• [Records for processing]
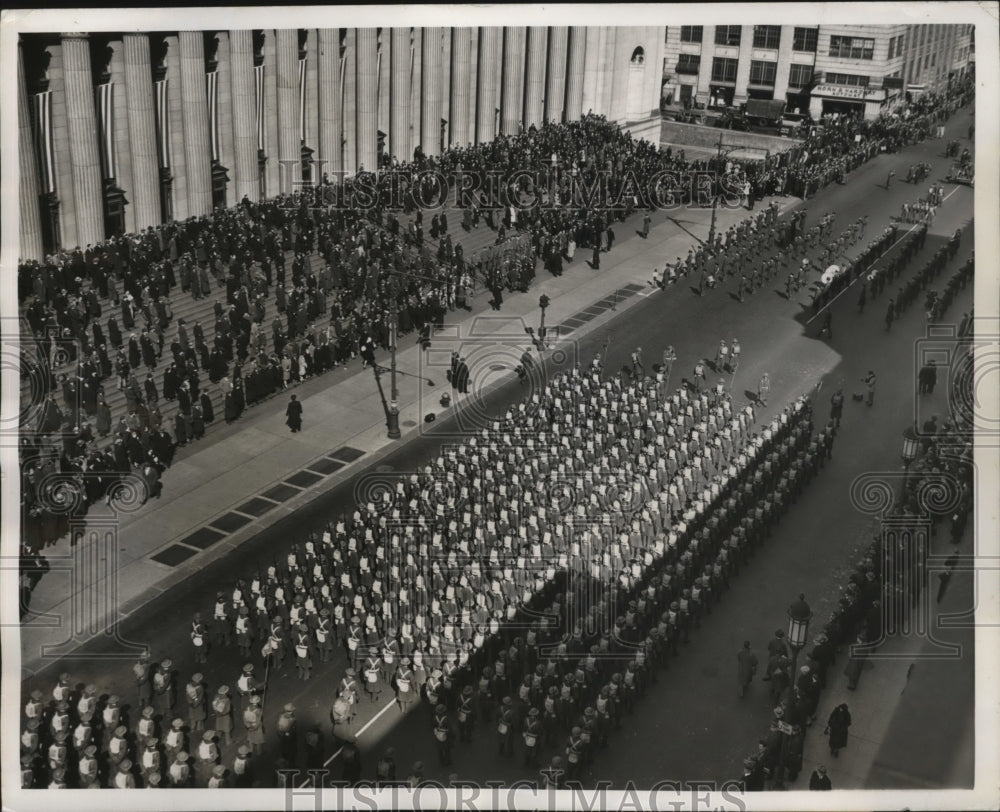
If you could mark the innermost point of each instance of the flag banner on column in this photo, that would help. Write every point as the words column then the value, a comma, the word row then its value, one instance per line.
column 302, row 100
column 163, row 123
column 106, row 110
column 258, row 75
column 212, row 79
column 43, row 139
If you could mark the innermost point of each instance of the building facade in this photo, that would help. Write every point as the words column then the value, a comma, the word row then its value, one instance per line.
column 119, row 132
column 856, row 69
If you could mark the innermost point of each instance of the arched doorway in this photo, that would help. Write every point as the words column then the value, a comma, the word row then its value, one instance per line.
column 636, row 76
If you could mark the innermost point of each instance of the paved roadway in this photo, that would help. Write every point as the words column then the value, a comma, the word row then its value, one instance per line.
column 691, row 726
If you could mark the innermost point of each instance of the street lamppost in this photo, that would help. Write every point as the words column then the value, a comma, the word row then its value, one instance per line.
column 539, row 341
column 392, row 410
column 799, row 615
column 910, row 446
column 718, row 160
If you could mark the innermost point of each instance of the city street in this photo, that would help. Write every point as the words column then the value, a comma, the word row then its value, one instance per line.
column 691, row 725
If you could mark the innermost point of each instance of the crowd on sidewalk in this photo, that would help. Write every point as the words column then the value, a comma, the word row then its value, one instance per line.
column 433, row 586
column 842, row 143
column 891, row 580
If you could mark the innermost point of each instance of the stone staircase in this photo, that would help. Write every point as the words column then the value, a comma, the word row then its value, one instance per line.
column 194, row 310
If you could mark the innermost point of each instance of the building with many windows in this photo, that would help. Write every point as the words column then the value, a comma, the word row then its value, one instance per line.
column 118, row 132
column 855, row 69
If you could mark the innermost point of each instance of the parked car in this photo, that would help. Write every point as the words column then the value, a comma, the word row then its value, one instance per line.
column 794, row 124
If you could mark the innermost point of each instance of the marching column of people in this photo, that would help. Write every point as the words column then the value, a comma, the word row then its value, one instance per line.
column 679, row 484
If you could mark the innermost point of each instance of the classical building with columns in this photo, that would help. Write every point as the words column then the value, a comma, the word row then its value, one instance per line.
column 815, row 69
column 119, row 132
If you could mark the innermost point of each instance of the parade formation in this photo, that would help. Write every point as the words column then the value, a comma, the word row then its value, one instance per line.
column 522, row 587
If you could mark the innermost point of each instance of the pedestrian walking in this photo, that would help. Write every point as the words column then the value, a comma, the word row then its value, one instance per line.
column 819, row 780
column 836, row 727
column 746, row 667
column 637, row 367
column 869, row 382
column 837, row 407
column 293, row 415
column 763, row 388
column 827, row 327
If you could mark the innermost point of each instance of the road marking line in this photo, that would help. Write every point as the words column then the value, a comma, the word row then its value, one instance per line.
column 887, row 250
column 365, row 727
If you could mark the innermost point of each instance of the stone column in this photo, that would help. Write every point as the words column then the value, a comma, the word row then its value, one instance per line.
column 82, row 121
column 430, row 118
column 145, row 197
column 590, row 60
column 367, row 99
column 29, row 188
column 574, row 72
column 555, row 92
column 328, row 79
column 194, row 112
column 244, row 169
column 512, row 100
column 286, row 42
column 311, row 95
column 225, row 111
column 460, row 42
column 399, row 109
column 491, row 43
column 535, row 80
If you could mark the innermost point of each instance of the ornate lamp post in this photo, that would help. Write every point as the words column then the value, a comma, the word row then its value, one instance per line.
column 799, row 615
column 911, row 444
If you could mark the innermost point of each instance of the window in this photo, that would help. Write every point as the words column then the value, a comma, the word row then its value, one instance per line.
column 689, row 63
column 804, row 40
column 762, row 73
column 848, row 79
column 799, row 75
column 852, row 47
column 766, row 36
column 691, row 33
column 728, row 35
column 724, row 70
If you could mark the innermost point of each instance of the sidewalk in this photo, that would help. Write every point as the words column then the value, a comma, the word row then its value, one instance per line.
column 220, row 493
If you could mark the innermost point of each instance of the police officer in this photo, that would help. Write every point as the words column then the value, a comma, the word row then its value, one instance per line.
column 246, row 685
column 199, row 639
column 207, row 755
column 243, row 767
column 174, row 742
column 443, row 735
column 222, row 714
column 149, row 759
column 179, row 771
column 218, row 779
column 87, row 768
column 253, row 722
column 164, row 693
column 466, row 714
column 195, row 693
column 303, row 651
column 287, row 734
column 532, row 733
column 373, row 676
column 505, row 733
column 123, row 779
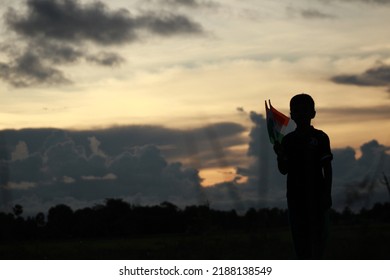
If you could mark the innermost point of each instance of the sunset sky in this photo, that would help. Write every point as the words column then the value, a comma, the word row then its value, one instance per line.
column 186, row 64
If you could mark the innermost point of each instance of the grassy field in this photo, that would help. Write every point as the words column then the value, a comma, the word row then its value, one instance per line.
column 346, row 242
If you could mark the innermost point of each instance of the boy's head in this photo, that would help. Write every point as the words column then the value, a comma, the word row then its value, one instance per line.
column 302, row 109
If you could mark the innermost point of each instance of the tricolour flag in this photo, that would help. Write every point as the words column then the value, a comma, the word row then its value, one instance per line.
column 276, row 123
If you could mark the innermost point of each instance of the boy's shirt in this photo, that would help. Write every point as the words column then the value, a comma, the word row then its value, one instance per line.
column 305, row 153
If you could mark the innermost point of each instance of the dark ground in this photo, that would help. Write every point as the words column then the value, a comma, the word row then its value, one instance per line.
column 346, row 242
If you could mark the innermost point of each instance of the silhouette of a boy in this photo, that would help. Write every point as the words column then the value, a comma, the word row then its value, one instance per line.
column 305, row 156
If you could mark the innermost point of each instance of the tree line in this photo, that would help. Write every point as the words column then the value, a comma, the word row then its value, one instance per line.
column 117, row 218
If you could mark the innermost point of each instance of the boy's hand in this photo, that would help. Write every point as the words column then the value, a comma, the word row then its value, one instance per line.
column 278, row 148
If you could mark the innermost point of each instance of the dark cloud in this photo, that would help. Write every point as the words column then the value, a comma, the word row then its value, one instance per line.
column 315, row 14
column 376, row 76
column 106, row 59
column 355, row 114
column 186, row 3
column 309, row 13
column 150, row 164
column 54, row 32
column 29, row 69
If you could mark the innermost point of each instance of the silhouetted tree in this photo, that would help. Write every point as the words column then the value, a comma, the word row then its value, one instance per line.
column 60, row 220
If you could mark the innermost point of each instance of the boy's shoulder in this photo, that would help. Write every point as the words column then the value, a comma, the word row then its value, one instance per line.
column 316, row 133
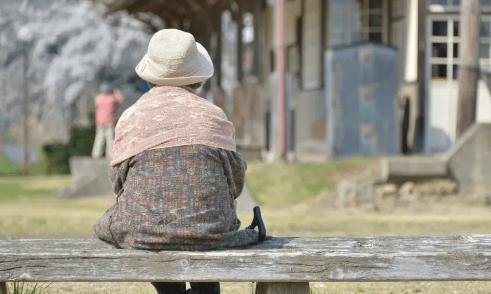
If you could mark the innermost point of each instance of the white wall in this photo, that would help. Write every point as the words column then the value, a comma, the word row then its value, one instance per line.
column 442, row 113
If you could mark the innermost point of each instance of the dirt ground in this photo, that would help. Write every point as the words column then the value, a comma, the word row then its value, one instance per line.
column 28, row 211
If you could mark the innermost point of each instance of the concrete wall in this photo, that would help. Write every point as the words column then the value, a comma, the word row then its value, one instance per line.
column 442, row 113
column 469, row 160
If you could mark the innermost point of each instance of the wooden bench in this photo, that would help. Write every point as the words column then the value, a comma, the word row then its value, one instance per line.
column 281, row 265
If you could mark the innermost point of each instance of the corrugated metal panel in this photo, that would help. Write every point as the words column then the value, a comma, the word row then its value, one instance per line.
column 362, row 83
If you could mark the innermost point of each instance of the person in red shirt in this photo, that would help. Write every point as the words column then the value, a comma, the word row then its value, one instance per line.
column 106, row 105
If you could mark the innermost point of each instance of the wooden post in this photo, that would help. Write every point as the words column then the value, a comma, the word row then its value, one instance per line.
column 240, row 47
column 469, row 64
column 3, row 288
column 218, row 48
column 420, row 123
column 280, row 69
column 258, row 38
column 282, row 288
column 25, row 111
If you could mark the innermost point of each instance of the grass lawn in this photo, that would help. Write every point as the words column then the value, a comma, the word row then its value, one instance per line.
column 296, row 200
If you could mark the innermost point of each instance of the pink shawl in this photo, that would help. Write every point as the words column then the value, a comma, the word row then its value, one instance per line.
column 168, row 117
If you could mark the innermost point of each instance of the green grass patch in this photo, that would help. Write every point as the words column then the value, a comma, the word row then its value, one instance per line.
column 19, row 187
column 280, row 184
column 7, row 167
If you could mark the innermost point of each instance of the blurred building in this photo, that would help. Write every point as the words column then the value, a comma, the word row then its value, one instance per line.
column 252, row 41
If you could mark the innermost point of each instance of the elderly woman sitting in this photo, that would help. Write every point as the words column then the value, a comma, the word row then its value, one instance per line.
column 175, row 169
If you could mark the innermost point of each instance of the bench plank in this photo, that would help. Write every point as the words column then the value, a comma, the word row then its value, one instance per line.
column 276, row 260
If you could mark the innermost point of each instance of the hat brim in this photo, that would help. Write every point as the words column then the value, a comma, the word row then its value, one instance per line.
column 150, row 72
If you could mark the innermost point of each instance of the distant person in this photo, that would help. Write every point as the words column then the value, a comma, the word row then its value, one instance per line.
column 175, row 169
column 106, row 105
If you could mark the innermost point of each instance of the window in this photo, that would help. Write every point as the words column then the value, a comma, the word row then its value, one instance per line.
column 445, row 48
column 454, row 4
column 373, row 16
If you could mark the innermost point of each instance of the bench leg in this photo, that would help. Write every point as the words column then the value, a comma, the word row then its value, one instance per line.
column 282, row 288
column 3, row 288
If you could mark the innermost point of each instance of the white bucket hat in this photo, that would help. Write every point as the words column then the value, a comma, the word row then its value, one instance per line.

• [Aim of the exercise] Everything from the line with "the bench leg" to the last line of the data is what to return, word for word; leave out the rest.

• [Written response]
If you could mark the innermost point of each instance of the bench leg in this photo, that would help. Write every point as the words column then the value, a comma, the word row then its value, one instance per line.
column 282, row 288
column 3, row 288
If you could mark the innermost point of each instance of the white bucket hat in this photo, that would help. Write every point as the words column then the value, a comma, the word row then its value, one instance per line.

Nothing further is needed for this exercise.